◆ **Problem description**:
A faithful copy of all the entries is required, with no pictures in it.

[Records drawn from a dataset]
____
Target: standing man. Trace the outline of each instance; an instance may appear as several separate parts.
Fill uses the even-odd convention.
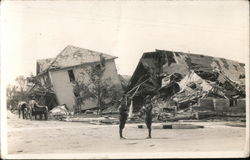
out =
[[[128,113],[127,113],[127,97],[123,95],[119,107],[119,114],[120,114],[120,124],[119,124],[119,134],[120,134],[120,139],[125,139],[122,135],[122,130],[125,127],[125,123],[128,118]]]
[[[151,96],[147,95],[145,98],[145,105],[142,107],[142,111],[145,113],[145,123],[148,128],[147,139],[151,138],[152,109],[153,109],[153,105],[151,102]]]

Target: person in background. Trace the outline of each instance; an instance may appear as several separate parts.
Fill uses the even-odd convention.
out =
[[[148,128],[148,138],[151,137],[151,126],[152,126],[152,109],[153,109],[153,104],[151,101],[151,96],[147,95],[145,98],[145,105],[142,107],[141,112],[145,114],[145,123]]]
[[[128,106],[127,106],[127,97],[125,95],[123,95],[121,101],[120,101],[120,106],[119,106],[119,120],[120,120],[120,124],[119,124],[119,134],[120,134],[120,139],[125,139],[122,135],[122,130],[125,127],[127,118],[128,118]]]

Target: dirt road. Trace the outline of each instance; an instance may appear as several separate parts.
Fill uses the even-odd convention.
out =
[[[191,122],[189,122],[190,124]],[[192,122],[194,124],[194,122]],[[9,154],[47,153],[150,153],[150,152],[232,152],[245,147],[244,127],[225,122],[195,122],[199,129],[146,129],[128,124],[126,140],[120,140],[118,125],[91,125],[79,122],[21,120],[8,115]],[[157,124],[154,124],[157,125]]]

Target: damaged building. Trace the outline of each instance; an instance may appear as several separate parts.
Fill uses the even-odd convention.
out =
____
◆ **Output of the task**:
Target: standing man. Trace the outline of each instance; an instance may appear as several separate parts.
Fill uses the even-odd convention.
out =
[[[128,113],[127,113],[127,97],[123,95],[119,107],[119,114],[120,114],[120,124],[119,124],[119,134],[120,134],[120,139],[125,139],[122,135],[122,130],[125,127],[125,123],[128,118]]]
[[[151,96],[147,95],[145,98],[145,105],[142,107],[142,111],[145,113],[145,123],[148,128],[147,139],[151,138],[152,109],[153,109],[153,105],[151,102]]]

Target: person in background. Trace the outline of each instance; an instance may appear as several separate parts.
Fill uses the even-odd convention.
out =
[[[148,128],[148,138],[151,137],[151,126],[152,126],[152,109],[153,109],[153,104],[151,101],[151,96],[147,95],[145,98],[145,105],[142,107],[141,112],[145,114],[145,123]]]
[[[128,106],[127,106],[127,97],[125,95],[123,95],[121,101],[120,101],[120,106],[119,106],[119,120],[120,120],[120,124],[119,124],[119,134],[120,134],[120,139],[125,139],[122,135],[122,130],[125,127],[127,118],[128,118]]]

Target: dirt road. Trace the outline of each instance; an instance may appear as several separate parts.
Fill uses the even-odd convention.
out =
[[[191,122],[189,122],[190,124]],[[192,122],[194,124],[194,122]],[[9,154],[47,153],[150,153],[150,152],[232,152],[245,147],[244,127],[225,122],[195,122],[199,129],[146,129],[128,124],[126,140],[120,140],[118,125],[91,125],[79,122],[21,120],[8,115]],[[157,124],[154,124],[157,125]]]

Target: damaged building. Trace the outline of each instance; an instance may appear as several separate parts.
Fill uses the even-odd convention.
out =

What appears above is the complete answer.